> **RECORDS TO USE**

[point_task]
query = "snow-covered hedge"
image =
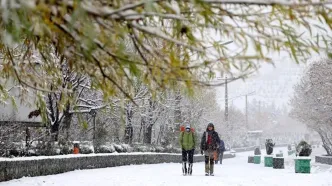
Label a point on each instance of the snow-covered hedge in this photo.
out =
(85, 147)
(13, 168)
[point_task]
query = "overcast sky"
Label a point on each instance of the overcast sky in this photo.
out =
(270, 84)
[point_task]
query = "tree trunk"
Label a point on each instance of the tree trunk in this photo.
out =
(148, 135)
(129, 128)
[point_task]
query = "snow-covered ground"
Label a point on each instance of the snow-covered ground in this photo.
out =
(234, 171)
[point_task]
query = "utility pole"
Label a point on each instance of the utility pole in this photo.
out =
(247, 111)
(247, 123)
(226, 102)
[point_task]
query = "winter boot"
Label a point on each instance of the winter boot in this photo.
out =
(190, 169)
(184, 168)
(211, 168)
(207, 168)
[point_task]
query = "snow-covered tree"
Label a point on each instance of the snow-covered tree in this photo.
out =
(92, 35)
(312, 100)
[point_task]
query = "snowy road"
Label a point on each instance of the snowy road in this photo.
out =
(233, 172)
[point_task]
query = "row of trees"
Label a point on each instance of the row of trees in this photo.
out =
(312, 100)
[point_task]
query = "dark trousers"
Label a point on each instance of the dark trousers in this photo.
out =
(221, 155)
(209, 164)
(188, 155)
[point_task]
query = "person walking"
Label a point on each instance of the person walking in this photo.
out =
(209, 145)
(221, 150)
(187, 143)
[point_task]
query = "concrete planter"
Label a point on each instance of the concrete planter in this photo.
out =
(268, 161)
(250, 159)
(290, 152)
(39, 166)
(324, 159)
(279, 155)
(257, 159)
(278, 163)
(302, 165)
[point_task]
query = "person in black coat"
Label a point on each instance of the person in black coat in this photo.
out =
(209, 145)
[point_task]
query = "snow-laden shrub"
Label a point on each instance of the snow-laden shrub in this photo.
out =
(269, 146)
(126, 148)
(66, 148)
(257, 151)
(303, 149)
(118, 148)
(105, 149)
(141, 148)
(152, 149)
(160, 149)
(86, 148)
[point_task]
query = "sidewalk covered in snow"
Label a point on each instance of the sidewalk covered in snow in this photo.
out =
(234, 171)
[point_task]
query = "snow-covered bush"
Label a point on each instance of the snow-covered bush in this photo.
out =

> **ABOUT THIS TASK**
Scan the entries above for the string "hedge" and copy each line that contains it.

> **OUTPUT FOR THIS EXERCISE**
query = "snow-covered hedge"
Label a point on each instance of the snow-covered hedge in this photo.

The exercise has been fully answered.